___ SUPPLIED DATA

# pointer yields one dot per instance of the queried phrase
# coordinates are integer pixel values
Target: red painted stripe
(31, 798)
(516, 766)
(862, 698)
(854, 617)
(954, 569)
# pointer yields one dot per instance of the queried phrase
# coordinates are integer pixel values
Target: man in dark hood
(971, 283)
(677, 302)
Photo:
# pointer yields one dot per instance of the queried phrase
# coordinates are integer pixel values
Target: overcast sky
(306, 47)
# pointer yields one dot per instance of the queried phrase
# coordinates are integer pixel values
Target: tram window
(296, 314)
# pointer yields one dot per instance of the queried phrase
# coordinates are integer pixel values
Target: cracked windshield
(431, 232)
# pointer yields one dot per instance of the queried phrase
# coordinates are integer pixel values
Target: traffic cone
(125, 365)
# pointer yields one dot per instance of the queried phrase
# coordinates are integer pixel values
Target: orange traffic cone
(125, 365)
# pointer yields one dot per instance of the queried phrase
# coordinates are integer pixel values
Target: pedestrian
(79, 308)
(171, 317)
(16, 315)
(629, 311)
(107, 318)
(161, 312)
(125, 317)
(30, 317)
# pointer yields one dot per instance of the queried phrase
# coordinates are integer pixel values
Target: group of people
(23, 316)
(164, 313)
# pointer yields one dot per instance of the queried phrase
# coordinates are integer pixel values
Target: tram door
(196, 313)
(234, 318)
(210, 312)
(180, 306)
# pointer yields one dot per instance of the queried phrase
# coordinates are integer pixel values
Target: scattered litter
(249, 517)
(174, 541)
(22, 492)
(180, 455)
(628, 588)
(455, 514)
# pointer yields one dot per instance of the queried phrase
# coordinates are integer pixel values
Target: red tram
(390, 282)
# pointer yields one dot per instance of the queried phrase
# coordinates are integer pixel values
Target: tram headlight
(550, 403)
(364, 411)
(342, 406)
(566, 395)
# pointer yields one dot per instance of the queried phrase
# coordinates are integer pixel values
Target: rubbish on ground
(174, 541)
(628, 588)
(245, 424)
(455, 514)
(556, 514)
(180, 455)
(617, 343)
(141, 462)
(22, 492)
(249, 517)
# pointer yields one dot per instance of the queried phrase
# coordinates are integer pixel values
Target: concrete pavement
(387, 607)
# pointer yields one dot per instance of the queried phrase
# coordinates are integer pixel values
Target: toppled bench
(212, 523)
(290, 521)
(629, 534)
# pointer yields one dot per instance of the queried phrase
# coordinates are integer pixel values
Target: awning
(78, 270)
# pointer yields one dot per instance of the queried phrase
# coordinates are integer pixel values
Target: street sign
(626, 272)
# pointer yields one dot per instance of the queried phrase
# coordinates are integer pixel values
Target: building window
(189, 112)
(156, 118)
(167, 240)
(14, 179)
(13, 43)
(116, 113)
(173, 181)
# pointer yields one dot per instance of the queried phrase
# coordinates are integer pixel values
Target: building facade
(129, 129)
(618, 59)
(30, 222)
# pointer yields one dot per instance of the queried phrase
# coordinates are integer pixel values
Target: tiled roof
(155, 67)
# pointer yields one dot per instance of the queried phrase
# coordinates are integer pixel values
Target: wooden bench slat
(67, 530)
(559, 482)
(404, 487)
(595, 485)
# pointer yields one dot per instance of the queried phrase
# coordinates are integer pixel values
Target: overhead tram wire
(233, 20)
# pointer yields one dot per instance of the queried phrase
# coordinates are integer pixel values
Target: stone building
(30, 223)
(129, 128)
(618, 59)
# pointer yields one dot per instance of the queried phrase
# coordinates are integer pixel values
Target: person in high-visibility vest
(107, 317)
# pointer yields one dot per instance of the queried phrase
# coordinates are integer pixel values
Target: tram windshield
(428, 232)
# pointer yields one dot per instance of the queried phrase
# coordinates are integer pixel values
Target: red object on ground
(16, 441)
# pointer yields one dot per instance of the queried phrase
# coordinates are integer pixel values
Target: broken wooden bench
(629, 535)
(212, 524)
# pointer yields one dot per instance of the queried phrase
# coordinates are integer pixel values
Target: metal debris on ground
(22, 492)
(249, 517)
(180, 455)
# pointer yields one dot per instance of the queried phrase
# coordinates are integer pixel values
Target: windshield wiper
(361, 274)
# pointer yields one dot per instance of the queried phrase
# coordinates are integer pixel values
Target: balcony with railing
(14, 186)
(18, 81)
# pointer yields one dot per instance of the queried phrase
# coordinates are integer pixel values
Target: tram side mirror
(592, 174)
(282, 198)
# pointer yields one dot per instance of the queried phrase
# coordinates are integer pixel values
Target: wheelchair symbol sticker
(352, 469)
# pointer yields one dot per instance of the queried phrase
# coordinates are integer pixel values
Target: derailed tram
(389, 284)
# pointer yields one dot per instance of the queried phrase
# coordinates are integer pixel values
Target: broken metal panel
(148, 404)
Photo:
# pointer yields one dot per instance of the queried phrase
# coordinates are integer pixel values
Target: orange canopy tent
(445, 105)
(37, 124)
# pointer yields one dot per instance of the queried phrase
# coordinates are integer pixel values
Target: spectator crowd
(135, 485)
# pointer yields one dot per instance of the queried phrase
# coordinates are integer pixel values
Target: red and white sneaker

______

**TASK GOAL**
Output all of the data again, exactly.

**REPLY**
# pointer yields one dot per instance of the queried phrase
# coordinates are integer pixel values
Target: red painted stripe
(31, 798)
(516, 766)
(862, 698)
(854, 617)
(954, 569)
# pointer yields one dot per instance of the queried phrase
# coordinates are integer pixel values
Target: man in dark hood
(971, 283)
(677, 302)
Photo:
# pointer yields one dot per instance of the queried phrase
# coordinates are integer pixel values
Target: overcast sky
(306, 47)
# pointer yields one dot per instance of the queried phrase
# coordinates are integer pixel values
Target: tram window
(296, 314)
# pointer yields one dot per instance of the queried phrase
# coordinates are integer pixel values
Target: cracked windshield
(431, 232)
# pointer yields one dot per instance of the queried phrase
# coordinates are integer pixel values
Target: traffic cone
(125, 365)
# pointer yields one dot per instance of the queried phrase
# coordinates are integer pixel values
Target: orange traffic cone
(125, 365)
# pointer yields one dot per instance of the queried phrase
# coordinates are integer pixel values
Target: pedestrian
(79, 308)
(171, 317)
(16, 315)
(629, 311)
(107, 318)
(161, 312)
(125, 317)
(30, 317)
# pointer yields one dot per instance of the queried phrase
# coordinates are integer pixel values
Target: group of people
(23, 316)
(164, 313)
# pointer yields one dot per instance of the queried phrase
# coordinates are integer pixel values
Target: tram door
(196, 313)
(234, 318)
(210, 312)
(180, 306)
# pointer yields one dot per instance of the queried phrase
# coordinates are integer pixel values
Target: scattered litter
(249, 517)
(174, 541)
(22, 492)
(180, 455)
(628, 588)
(455, 514)
# pointer yields one dot per instance of the queried phrase
# coordinates are integer pixel values
Target: red tram
(390, 282)
# pointer yields one dot per instance of the queried phrase
# coordinates are integer pixel values
Target: tram headlight
(550, 403)
(364, 411)
(342, 406)
(566, 395)
# pointer yields one dot per instance of the queried phrase
# coordinates are integer pixel values
Target: rubbish on ground
(174, 541)
(628, 588)
(245, 424)
(455, 514)
(556, 514)
(180, 455)
(617, 343)
(141, 462)
(22, 492)
(249, 517)
# pointer yields one dot per instance of the queried phrase
# coordinates are integer pixel values
Target: concrete pavement
(387, 607)
# pointer yields one dot per instance of the queried phrase
# coordinates are integer pixel values
Target: toppled bench
(212, 523)
(290, 521)
(629, 534)
# pointer yields one dot per instance of the queried phrase
# coordinates are integer pixel values
Target: awning
(78, 270)
# pointer yields one dot per instance of the queried phrase
# coordinates are integer pixel values
Target: street sign
(626, 272)
# pointer yields one dot per instance of the queried phrase
# coordinates are integer pixel values
Target: building window
(189, 112)
(156, 118)
(167, 240)
(14, 179)
(13, 43)
(116, 113)
(173, 181)
# pointer yields one dot per instance of the queried phrase
# coordinates are integer pixel values
Target: building facade
(129, 129)
(618, 59)
(30, 222)
# pointer yields one dot per instance of the queried phrase
# coordinates are integer pixel values
Target: tiled roof
(155, 67)
# pointer yields one dot per instance of the queried phrase
# coordinates are integer pixel values
Target: wooden bench slat
(67, 530)
(559, 482)
(404, 487)
(595, 485)
# pointer yields one dot per instance of the queried phrase
# coordinates are integer pixel values
Target: overhead tram wire
(233, 20)
# pointer yields one dot per instance of the queried phrase
# coordinates are integer pixel values
Target: stone building
(30, 223)
(129, 128)
(618, 59)
# pointer yields one dot per instance of the queried phrase
# coordinates are integer pixel values
Target: person in high-visibility vest
(107, 317)
# pointer yields one dot per instance of the queried phrase
# coordinates are integer pixel values
Target: tram windshield
(428, 232)
# pointer yields one dot per instance of the queried phrase
# coordinates are integer pixel values
Target: red object on ground
(16, 441)
# pointer yields one dot per instance of the queried phrase
# coordinates are integer pixel values
Target: broken wooden bench
(629, 535)
(212, 524)
# pointer yields one dot per instance of the queried phrase
# coordinates are integer pixel values
Target: metal debris on ground
(22, 492)
(249, 517)
(180, 455)
# pointer yields one dot per instance of the queried phrase
# coordinates are integer pixel values
Target: windshield wiper
(361, 274)
# pointer yields one dot per instance of the queried phrase
# coordinates are integer pixel values
Target: balcony with railing
(14, 186)
(18, 81)
# pointer yields one dot per instance of the queried phrase
# coordinates are integer pixel values
Target: tram side mirror
(592, 174)
(282, 198)
# pointer yields one dot per instance of the queried phrase
# coordinates are integer pixel values
Target: wheelchair symbol sticker
(352, 469)
# pointer yields one dot per instance of the queried phrase
# coordinates are integer pixel values
Target: derailed tram
(389, 284)
# pointer yields one dot per instance of the queried phrase
# coordinates are integer pixel values
Target: broken metal panel
(148, 404)
Photo:
# pointer yields one dot per instance of the queried phrase
# coordinates are integer pixel values
Target: orange canopy tent
(445, 105)
(37, 124)
# pointer yields one dot per instance of the queried phrase
# coordinates are integer pixel values
Target: spectator crowd
(135, 485)
# pointer yields one dot per instance of the queried phrase
# coordinates are integer pixel values
Target: red and white sneaker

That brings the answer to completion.